The request: Display each line from the records below that contains the word "plant".
——
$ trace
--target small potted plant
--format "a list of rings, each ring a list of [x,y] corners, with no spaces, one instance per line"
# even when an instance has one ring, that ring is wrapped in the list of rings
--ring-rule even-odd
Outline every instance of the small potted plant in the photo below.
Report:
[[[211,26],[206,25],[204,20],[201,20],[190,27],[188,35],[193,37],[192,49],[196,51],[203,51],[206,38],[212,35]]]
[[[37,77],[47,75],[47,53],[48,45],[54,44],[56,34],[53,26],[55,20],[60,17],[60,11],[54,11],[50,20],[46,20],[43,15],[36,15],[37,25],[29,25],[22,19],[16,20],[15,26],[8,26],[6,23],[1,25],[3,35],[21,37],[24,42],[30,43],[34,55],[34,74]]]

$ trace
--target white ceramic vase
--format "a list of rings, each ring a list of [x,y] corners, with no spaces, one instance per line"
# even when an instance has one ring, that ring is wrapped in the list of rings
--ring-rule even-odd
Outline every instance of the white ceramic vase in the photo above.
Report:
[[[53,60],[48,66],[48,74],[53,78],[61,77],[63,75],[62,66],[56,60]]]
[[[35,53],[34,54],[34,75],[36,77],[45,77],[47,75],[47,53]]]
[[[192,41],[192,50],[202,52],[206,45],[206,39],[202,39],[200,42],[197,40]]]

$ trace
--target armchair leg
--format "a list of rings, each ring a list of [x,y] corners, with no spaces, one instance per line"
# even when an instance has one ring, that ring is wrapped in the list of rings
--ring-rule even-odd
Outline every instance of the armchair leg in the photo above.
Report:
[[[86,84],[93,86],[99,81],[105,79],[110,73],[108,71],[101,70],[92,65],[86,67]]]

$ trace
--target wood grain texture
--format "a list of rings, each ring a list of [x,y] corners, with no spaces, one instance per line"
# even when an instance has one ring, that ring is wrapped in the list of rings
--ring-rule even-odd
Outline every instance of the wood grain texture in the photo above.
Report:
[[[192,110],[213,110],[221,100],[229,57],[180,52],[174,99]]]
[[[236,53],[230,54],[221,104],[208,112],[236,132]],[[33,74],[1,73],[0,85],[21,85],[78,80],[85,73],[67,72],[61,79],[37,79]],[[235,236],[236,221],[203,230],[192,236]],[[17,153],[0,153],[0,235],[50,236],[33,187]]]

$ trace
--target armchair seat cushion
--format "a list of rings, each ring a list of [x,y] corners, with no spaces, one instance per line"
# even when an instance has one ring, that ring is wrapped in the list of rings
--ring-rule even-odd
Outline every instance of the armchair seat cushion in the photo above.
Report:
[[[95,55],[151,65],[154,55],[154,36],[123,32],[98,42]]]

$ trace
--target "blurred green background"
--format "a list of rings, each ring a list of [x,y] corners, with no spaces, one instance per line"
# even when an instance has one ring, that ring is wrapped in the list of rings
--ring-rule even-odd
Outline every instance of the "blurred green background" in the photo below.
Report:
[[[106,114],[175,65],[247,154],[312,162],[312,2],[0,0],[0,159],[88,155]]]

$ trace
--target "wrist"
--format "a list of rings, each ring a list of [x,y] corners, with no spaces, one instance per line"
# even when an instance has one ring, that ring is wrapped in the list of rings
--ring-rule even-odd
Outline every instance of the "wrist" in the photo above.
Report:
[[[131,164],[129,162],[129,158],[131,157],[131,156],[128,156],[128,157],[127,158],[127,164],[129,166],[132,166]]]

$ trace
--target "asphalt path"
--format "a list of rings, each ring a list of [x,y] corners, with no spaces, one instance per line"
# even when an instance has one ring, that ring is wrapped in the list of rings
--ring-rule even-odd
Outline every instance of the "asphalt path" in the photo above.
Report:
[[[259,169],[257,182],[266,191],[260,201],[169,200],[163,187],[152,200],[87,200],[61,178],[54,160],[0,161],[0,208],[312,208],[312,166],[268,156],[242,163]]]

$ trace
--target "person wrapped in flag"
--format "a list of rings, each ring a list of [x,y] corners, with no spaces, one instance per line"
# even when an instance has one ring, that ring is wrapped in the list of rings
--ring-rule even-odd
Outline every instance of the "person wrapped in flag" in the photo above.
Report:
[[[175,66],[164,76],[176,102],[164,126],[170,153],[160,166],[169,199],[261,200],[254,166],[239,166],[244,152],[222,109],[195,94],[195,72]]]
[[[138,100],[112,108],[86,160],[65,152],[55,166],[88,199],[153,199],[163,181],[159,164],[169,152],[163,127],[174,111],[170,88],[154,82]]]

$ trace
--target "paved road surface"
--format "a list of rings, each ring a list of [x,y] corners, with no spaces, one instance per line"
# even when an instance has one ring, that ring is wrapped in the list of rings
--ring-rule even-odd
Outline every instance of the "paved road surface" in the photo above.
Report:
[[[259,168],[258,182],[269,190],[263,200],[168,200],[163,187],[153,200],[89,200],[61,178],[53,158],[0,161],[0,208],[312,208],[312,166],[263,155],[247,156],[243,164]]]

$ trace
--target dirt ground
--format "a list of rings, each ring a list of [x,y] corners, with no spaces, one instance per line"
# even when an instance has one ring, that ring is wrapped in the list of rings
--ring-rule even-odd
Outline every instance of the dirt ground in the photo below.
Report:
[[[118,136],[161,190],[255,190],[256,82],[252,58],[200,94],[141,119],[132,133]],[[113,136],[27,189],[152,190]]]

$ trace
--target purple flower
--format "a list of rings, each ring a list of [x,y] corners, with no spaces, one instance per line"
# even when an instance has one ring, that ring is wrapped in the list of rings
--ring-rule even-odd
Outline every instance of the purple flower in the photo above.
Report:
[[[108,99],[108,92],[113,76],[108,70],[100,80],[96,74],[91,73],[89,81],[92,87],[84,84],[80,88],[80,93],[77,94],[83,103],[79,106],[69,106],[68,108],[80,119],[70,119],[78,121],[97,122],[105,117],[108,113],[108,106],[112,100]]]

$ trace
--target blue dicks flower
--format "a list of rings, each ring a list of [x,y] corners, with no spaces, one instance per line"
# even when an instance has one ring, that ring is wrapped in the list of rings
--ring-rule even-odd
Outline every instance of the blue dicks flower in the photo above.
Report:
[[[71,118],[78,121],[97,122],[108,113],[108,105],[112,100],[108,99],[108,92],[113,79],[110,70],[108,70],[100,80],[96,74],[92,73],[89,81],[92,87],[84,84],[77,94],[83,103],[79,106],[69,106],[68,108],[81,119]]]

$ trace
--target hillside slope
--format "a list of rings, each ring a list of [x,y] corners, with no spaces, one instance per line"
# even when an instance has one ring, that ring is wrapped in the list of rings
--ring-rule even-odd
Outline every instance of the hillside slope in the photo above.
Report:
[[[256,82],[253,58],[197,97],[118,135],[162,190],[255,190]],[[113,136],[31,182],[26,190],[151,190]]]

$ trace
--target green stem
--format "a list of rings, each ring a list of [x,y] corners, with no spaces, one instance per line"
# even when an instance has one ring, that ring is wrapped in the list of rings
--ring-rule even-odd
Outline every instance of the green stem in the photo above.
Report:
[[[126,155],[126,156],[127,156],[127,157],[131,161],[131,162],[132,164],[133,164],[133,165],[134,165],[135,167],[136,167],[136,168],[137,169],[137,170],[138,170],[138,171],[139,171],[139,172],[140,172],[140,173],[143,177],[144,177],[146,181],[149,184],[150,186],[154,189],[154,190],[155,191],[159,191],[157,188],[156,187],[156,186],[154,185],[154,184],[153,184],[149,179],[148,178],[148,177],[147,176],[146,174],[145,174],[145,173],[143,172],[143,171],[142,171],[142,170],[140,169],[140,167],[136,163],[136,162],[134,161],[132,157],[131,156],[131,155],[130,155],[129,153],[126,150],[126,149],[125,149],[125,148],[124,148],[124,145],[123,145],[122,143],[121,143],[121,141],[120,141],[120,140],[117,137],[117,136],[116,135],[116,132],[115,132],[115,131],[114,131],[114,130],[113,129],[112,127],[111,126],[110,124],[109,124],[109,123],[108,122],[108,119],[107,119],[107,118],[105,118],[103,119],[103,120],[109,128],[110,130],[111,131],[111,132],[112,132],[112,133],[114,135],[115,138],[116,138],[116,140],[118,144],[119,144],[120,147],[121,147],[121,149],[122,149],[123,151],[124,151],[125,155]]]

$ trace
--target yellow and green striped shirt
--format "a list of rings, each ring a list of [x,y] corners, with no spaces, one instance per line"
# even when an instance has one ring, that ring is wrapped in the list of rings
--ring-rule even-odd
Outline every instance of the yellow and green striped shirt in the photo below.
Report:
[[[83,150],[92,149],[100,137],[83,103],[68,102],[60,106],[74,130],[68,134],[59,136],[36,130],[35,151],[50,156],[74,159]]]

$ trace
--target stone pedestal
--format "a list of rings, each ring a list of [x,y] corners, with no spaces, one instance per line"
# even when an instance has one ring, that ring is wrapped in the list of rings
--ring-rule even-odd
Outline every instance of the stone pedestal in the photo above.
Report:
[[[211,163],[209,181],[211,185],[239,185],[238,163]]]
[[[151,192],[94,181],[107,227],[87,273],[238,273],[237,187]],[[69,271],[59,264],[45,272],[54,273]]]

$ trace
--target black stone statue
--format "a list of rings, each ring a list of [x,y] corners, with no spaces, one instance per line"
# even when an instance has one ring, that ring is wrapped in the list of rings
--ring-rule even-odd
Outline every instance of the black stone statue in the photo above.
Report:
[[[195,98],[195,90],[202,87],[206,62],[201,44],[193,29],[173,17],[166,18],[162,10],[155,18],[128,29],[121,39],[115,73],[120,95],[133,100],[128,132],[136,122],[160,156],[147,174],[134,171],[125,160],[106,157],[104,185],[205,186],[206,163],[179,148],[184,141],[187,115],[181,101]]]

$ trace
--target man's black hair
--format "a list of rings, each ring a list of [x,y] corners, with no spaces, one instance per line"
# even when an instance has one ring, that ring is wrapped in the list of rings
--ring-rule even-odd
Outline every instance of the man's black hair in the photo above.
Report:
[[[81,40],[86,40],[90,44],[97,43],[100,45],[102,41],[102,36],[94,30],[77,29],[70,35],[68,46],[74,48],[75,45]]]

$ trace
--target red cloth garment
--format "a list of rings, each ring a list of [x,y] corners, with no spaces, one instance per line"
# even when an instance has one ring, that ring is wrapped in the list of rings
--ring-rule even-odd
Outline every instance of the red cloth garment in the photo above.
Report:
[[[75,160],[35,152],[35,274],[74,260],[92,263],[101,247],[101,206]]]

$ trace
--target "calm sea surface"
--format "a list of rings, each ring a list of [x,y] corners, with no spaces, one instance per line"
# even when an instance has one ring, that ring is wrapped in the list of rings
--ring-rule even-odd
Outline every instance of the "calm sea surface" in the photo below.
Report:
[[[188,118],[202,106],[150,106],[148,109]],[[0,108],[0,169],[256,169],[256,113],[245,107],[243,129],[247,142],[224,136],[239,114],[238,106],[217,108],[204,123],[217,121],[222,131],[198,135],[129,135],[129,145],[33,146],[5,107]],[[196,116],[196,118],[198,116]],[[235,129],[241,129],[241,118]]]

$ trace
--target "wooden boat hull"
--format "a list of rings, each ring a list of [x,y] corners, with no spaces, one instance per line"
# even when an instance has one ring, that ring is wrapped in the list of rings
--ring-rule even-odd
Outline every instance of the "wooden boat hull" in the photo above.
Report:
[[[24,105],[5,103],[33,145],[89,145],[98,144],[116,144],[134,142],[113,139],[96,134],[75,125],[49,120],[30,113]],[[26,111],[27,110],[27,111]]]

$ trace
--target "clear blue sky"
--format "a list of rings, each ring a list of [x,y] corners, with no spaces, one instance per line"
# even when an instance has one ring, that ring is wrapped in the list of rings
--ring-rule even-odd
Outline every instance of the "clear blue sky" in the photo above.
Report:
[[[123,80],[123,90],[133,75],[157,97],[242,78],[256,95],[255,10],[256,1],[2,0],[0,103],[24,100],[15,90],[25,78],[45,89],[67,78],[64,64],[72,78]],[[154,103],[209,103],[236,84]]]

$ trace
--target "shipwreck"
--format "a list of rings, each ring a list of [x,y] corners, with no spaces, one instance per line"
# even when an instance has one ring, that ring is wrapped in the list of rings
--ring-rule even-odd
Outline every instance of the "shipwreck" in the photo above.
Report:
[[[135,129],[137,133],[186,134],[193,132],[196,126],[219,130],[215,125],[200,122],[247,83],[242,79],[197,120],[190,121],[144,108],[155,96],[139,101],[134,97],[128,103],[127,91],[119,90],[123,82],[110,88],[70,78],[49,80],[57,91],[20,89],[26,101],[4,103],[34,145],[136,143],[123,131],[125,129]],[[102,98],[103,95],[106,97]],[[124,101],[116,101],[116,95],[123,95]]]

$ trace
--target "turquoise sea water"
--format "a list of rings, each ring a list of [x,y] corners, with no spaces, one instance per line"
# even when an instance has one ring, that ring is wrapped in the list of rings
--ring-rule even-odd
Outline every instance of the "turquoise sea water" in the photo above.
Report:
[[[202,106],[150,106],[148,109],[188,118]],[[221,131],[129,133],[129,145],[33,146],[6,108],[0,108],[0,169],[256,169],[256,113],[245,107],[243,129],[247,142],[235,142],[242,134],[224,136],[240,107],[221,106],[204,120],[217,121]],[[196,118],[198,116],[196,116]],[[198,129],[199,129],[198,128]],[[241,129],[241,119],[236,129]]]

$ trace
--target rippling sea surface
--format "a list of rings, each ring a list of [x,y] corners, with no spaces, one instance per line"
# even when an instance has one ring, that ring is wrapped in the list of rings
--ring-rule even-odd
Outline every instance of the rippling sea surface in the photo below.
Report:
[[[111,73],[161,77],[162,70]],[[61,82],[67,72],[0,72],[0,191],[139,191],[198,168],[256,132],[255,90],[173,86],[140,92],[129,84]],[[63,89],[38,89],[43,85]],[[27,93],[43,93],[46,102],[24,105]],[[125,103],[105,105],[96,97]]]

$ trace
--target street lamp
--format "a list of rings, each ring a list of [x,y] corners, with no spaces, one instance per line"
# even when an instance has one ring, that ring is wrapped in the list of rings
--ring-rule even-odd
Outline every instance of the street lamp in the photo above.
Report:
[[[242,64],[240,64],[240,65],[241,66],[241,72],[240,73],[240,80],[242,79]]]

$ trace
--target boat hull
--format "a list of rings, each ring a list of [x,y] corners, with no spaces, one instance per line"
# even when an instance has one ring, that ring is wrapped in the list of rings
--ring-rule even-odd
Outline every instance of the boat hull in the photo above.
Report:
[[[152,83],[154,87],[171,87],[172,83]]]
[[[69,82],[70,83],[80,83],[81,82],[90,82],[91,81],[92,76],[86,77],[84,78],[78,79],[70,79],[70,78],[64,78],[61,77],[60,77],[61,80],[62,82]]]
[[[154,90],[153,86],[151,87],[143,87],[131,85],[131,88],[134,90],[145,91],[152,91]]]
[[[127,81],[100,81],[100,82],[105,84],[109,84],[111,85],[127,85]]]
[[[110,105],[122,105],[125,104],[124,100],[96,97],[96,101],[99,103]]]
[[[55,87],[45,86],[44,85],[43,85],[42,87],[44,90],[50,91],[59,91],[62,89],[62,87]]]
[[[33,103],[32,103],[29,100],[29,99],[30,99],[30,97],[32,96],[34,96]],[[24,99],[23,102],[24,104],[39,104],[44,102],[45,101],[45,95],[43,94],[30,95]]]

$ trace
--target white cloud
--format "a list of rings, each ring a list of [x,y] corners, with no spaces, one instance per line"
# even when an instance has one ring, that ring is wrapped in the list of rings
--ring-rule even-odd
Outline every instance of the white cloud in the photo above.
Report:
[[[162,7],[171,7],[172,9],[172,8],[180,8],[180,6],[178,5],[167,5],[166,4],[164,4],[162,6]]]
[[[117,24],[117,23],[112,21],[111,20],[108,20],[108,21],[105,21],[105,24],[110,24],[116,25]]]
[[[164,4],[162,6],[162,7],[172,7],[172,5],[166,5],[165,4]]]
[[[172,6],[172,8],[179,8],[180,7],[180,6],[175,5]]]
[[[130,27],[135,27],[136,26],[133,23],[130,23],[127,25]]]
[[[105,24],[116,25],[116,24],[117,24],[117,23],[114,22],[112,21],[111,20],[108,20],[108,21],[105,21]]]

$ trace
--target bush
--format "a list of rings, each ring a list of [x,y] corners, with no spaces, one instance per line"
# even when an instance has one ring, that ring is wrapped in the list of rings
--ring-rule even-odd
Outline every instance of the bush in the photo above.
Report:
——
Reply to the task:
--target small potted plant
Outline every instance of the small potted plant in the photo below.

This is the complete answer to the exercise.